**Work instructions:** Reproduce word for word the entries below, from the line containing "For sports analytics purposes, locate the gray work" through the line containing "[571,155,1000,537]", with both of those lines included.

**Entries provided:**

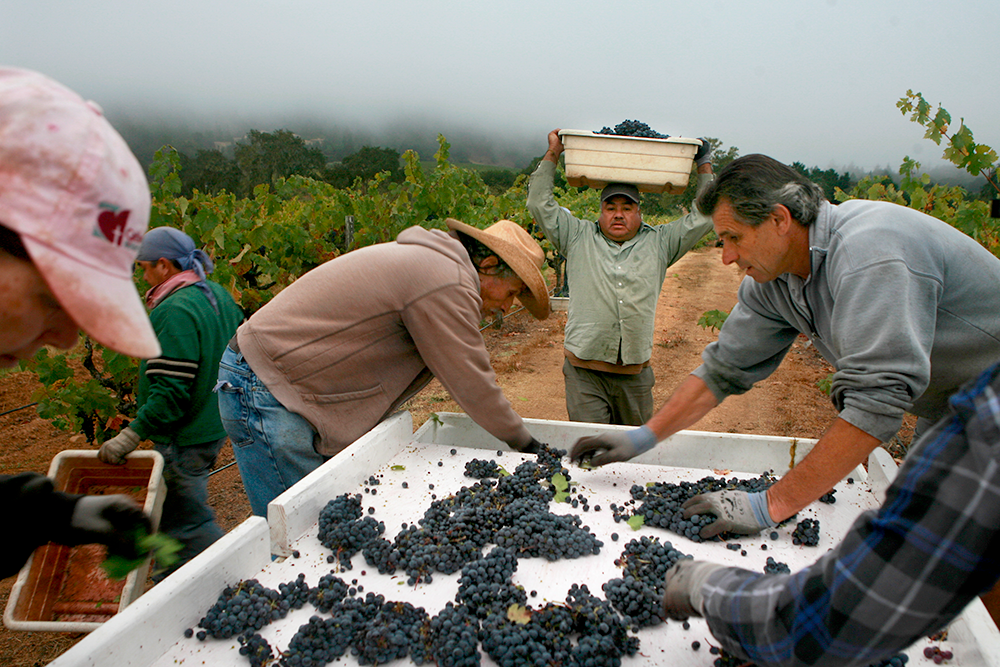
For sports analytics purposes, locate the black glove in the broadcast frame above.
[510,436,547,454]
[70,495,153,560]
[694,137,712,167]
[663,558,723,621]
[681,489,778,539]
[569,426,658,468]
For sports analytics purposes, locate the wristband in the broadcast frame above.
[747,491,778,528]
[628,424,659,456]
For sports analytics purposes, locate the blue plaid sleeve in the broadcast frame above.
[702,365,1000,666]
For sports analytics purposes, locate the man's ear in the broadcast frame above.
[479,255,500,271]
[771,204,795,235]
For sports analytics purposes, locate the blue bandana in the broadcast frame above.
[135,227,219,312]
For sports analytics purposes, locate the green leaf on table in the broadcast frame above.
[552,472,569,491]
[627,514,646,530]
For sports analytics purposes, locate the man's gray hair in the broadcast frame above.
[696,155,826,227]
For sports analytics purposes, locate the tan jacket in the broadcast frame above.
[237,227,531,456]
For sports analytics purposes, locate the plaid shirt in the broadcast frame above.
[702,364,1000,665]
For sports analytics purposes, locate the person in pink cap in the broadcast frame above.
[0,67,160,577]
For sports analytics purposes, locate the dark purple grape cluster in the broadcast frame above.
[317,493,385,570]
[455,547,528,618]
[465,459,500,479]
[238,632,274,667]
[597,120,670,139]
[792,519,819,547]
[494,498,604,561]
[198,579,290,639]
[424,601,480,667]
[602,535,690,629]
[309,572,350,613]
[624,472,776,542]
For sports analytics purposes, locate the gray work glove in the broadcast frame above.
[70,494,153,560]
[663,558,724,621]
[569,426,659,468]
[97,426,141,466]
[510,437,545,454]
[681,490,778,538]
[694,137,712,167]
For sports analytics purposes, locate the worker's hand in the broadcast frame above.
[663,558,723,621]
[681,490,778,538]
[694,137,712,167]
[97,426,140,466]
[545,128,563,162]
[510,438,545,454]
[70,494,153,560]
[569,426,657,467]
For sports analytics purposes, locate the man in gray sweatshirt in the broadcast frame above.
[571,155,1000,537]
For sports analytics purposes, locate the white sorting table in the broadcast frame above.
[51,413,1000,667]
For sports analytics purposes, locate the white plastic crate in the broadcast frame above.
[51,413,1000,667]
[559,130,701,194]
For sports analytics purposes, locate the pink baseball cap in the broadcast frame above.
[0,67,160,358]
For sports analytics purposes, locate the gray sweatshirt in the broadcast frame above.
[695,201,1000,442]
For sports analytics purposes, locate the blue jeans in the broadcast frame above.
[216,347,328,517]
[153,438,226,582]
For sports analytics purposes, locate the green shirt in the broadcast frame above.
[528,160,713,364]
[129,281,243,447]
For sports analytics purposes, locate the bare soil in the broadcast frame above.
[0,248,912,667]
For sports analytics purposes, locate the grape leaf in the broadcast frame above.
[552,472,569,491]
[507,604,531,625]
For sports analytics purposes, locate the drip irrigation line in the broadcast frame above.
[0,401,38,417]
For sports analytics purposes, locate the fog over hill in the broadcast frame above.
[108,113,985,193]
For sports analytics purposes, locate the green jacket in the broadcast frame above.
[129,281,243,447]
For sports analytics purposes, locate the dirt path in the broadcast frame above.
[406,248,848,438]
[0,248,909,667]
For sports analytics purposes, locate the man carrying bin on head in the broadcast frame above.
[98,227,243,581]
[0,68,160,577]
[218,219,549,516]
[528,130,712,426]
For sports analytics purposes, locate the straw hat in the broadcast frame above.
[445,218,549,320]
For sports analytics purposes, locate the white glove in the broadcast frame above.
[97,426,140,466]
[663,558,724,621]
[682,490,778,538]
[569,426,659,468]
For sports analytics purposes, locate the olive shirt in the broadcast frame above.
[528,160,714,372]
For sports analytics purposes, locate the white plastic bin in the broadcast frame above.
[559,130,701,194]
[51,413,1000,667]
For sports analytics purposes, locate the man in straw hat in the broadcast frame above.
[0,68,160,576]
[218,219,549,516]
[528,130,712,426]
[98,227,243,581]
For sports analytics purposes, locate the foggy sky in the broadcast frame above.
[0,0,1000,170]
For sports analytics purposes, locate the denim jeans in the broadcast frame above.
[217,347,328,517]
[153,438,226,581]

--

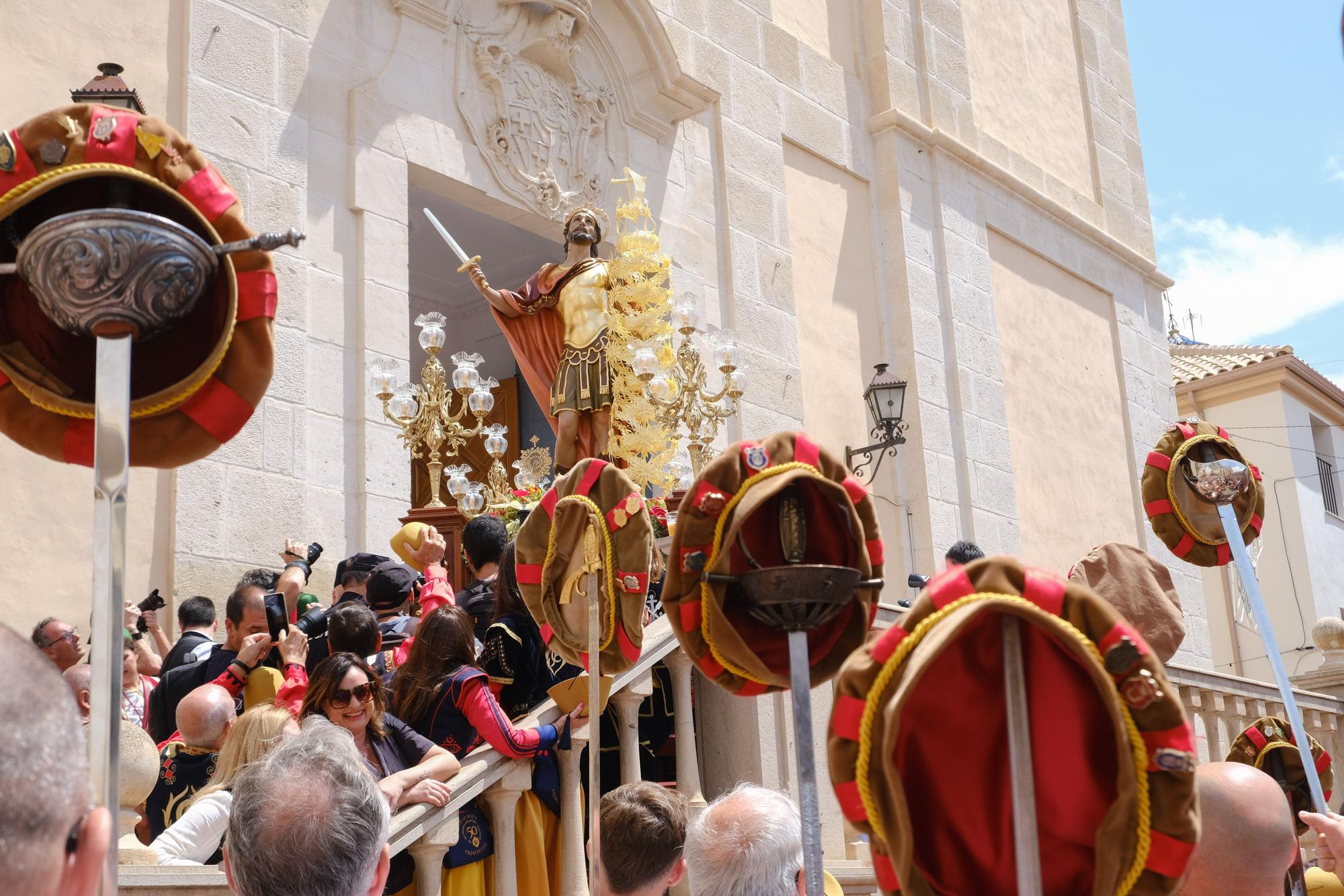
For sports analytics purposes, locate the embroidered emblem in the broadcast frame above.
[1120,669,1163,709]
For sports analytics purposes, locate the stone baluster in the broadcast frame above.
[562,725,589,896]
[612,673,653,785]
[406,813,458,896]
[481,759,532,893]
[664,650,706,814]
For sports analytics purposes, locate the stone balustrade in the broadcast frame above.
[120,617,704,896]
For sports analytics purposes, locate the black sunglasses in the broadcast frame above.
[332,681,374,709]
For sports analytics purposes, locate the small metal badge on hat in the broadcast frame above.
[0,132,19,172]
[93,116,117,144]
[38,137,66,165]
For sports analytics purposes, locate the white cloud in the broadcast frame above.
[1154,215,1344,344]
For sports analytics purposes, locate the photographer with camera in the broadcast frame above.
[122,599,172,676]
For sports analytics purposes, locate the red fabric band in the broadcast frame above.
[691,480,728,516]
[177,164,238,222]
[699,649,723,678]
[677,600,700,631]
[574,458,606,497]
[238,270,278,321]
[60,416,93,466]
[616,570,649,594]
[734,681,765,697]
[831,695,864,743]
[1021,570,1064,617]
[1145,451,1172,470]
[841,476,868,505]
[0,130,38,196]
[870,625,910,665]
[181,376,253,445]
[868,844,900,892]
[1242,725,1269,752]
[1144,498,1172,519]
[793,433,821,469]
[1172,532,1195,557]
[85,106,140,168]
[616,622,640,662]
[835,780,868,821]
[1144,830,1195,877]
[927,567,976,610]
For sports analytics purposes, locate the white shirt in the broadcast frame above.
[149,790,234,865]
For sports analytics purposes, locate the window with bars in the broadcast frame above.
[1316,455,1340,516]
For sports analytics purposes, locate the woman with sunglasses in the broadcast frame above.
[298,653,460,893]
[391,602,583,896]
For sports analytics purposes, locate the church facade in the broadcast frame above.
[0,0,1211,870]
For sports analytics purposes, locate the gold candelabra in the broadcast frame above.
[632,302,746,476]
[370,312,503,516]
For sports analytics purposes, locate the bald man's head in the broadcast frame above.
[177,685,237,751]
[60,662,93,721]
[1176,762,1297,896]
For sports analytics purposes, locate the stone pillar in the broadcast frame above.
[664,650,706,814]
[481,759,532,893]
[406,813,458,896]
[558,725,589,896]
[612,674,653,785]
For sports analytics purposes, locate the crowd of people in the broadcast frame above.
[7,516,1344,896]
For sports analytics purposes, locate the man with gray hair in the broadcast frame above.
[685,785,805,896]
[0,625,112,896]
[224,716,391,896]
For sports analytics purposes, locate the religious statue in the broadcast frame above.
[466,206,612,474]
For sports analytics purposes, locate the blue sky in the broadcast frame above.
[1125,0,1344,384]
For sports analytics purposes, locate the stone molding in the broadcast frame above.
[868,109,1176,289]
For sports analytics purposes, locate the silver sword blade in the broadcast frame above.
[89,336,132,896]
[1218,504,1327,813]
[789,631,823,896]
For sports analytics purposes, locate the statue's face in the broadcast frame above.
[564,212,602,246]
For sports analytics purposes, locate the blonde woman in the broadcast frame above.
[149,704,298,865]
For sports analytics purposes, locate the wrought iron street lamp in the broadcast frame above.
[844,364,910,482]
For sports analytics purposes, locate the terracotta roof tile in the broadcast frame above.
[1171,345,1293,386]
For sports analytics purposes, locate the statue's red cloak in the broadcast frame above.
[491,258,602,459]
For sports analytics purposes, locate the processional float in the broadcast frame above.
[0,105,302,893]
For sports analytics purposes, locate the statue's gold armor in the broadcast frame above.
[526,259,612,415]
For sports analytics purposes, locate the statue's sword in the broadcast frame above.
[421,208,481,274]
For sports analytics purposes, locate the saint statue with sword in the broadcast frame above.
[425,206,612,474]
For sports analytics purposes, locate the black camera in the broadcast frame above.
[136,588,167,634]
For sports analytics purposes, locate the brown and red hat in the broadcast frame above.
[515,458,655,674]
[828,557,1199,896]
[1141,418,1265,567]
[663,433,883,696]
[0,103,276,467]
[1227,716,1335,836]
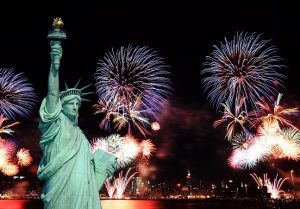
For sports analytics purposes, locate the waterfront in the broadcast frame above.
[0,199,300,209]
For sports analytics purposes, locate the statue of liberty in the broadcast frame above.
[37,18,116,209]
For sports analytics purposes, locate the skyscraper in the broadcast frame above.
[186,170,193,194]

**Solution to this exercise:**
For sports analytics purposes, locate the gray work glove in the broadcast frame above.
[70,494,153,560]
[663,558,724,621]
[569,426,659,468]
[97,426,141,466]
[510,437,545,454]
[681,490,778,538]
[694,137,712,167]
For sports analytics purposes, locate the worker's hand in the broadcast frame above.
[663,558,723,621]
[681,490,778,538]
[694,137,712,167]
[97,426,140,466]
[545,128,563,162]
[510,438,545,454]
[70,494,153,560]
[569,426,657,467]
For sports analytics purposes, locate the man in gray sweatshirt in the broadcast frame above.
[571,155,1000,537]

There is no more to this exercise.